(Dataset entries)
——
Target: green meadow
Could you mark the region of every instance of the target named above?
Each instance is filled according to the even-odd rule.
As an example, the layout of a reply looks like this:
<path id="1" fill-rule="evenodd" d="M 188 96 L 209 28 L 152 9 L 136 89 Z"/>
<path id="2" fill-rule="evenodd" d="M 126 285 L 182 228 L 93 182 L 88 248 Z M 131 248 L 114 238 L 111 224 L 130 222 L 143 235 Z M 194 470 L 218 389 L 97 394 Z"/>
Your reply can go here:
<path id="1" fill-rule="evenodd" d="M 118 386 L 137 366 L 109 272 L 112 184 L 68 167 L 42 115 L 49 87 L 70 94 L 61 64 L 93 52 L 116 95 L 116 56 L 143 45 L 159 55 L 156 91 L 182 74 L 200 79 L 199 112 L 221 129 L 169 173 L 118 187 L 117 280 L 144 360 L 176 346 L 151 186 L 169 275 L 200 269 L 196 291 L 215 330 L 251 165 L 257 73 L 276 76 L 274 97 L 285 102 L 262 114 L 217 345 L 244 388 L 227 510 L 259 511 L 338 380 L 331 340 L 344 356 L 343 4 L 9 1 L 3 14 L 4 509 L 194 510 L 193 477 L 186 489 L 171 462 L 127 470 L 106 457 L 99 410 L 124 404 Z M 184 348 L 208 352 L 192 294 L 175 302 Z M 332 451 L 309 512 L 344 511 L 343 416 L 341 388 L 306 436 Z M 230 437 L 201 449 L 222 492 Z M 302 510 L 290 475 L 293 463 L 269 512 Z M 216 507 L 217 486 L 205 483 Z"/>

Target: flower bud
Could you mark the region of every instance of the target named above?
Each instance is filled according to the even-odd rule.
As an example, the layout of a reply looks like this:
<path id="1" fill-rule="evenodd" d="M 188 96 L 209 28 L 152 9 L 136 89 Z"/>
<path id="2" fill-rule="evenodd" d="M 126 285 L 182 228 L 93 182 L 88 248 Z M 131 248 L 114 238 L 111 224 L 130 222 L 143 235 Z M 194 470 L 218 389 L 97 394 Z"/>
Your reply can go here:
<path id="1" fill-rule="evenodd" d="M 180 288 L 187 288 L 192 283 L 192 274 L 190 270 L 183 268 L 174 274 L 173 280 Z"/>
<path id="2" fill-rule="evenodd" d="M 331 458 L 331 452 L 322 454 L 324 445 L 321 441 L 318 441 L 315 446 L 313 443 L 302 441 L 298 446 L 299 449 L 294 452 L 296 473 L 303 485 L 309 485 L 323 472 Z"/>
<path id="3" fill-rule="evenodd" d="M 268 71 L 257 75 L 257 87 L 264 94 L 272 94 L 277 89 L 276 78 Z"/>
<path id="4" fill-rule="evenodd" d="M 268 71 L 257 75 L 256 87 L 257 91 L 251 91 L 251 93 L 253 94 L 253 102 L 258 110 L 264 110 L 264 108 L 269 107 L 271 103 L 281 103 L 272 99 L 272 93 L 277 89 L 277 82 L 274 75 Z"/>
——
WORK INSTRUCTIONS: With every word kept as it is, set down the entries again.

TASK SOLUTION:
Target: green meadow
Could you mark the region of every instance of the target named above?
Each instance is filled according to the even-odd rule.
As an example, the layout of a reply looks like this:
<path id="1" fill-rule="evenodd" d="M 188 96 L 209 28 L 152 9 L 136 89 Z"/>
<path id="2" fill-rule="evenodd" d="M 126 285 L 182 228 L 93 182 L 88 248 Z M 131 248 L 114 238 L 111 224 L 130 222 L 143 235 Z M 194 470 L 218 389 L 97 394 Z"/>
Your reply can go here:
<path id="1" fill-rule="evenodd" d="M 118 386 L 137 366 L 109 272 L 112 184 L 68 167 L 42 115 L 49 87 L 70 94 L 61 64 L 93 52 L 116 95 L 116 56 L 143 45 L 159 55 L 156 91 L 182 74 L 200 79 L 199 112 L 221 129 L 169 173 L 118 187 L 117 280 L 144 360 L 176 346 L 151 186 L 169 275 L 200 269 L 196 291 L 215 330 L 251 165 L 257 73 L 276 76 L 274 97 L 285 102 L 262 114 L 217 345 L 244 388 L 227 510 L 259 511 L 338 380 L 331 340 L 344 356 L 343 4 L 9 1 L 3 14 L 4 509 L 194 510 L 193 477 L 186 489 L 171 462 L 127 470 L 106 457 L 99 410 L 124 404 Z M 184 348 L 208 352 L 192 294 L 175 302 Z M 332 451 L 309 512 L 344 511 L 343 416 L 341 388 L 306 436 Z M 230 437 L 201 449 L 222 492 Z M 302 510 L 290 475 L 293 463 L 269 512 Z M 216 507 L 217 486 L 205 483 Z"/>

Target: flower bud
Could you mark the region of every instance of the target named above?
Each instance is filled according to the even-odd rule.
As an example, the layout of a reply looks like this:
<path id="1" fill-rule="evenodd" d="M 188 96 L 209 28 L 152 9 L 136 89 Z"/>
<path id="2" fill-rule="evenodd" d="M 126 285 L 182 228 L 93 182 L 88 248 Z M 131 248 L 114 238 L 111 224 L 130 222 L 143 235 Z M 194 470 L 218 389 L 97 394 Z"/>
Your reply can go here:
<path id="1" fill-rule="evenodd" d="M 180 288 L 187 288 L 192 283 L 192 274 L 190 270 L 183 268 L 174 274 L 173 280 Z"/>
<path id="2" fill-rule="evenodd" d="M 331 458 L 331 452 L 322 454 L 324 445 L 321 441 L 318 441 L 315 446 L 313 443 L 302 441 L 298 446 L 299 449 L 294 452 L 296 473 L 303 485 L 309 485 L 323 472 Z"/>
<path id="3" fill-rule="evenodd" d="M 268 71 L 257 75 L 257 87 L 264 94 L 272 94 L 277 89 L 276 78 Z"/>
<path id="4" fill-rule="evenodd" d="M 268 71 L 257 75 L 256 87 L 257 91 L 251 91 L 251 93 L 253 94 L 253 102 L 258 110 L 264 110 L 264 108 L 269 107 L 271 103 L 281 103 L 272 99 L 272 93 L 277 89 L 277 82 L 274 75 Z"/>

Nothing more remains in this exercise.